§ **Your instructions**:
Could you recast the entries below as a two-column CSV with the headers instruction and outline, giving one row per entry with its text under instruction and its answer under outline, each in a single quoted field and with line breaks replaced by spaces?

§ **Data supplied**:
= = = = = = =

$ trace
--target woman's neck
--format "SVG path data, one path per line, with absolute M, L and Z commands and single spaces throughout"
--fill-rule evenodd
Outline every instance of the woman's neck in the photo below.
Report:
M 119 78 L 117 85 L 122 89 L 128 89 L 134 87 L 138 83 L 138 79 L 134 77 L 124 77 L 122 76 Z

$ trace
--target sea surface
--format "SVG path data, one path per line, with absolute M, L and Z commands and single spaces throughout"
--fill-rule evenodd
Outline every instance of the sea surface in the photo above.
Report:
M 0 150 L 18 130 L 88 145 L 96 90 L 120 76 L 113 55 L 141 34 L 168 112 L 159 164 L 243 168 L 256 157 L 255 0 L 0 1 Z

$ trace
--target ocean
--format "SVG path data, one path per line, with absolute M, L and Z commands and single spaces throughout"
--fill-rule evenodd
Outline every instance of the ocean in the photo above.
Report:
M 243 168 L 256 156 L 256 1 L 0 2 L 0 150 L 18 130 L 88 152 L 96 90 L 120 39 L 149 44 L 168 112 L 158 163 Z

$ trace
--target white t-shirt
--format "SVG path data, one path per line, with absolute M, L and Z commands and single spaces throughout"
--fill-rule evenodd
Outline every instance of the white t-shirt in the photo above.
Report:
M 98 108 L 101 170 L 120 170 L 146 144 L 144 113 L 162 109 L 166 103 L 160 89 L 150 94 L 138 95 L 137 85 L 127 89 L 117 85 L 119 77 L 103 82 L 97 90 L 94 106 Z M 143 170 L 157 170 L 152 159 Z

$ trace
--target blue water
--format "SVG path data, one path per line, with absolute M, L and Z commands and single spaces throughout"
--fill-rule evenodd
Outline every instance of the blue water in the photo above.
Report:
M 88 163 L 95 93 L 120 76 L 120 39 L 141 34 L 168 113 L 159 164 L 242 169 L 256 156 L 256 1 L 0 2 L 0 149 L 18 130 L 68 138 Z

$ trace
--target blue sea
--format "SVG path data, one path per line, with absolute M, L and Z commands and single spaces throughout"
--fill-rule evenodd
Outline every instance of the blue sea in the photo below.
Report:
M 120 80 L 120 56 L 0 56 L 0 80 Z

= = = = = = =

§ **Answer to this task**:
instruction,outline
"$ trace --target woman's neck --format ""SVG path data, one path per line, with absolute M, L and Z commands and single spaces throughout"" --fill-rule evenodd Outline every instance of the woman's neck in the photo below. Report:","M 119 78 L 117 85 L 122 89 L 128 89 L 134 87 L 138 83 L 138 79 L 134 77 L 124 77 L 122 76 Z"
"$ trace --target sea surface --format ""SVG path data, one path per line, with absolute M, L and Z commands and single spaces throughout"" --fill-rule evenodd Outline every instance of the sea surface in the photo above. Report:","M 0 150 L 18 130 L 88 145 L 96 90 L 120 76 L 113 55 L 141 34 L 168 112 L 159 164 L 243 168 L 256 157 L 255 0 L 0 1 Z"
"$ trace --target ocean --format ""SVG path data, one path per line, with absolute M, L and Z commands and single spaces throughout"" --fill-rule evenodd Outline every instance of the ocean in the photo above. Report:","M 243 168 L 256 156 L 256 1 L 0 2 L 0 150 L 18 130 L 88 152 L 96 90 L 120 39 L 149 44 L 168 112 L 158 163 Z"
"$ trace --target white t-shirt --format ""SVG path data, one path per line, with absolute M, L and Z commands and single spaces throughout"" --fill-rule evenodd Outline every instance of the white t-shirt in the photo above. Report:","M 98 108 L 101 170 L 120 170 L 146 144 L 144 113 L 162 109 L 166 103 L 160 89 L 150 94 L 138 95 L 137 85 L 127 89 L 117 85 L 119 77 L 103 82 L 97 90 L 94 106 Z M 143 170 L 157 170 L 152 159 Z"
"$ trace --target blue water --format ""SVG path data, one path per line, with absolute M, L and Z commands and single spaces throughout"" --fill-rule evenodd Outline every instance of the blue water in the photo above. Report:","M 88 163 L 95 93 L 120 76 L 120 39 L 141 34 L 168 113 L 159 164 L 242 169 L 256 156 L 256 1 L 0 2 L 0 149 L 18 130 L 68 138 Z"
"$ trace --target blue sea --format ""SVG path data, one path per line, with absolute M, L and Z commands and single spaces throughout"" --fill-rule evenodd Outline every instance of the blue sea in the photo below. Report:","M 120 80 L 120 56 L 0 56 L 0 80 Z"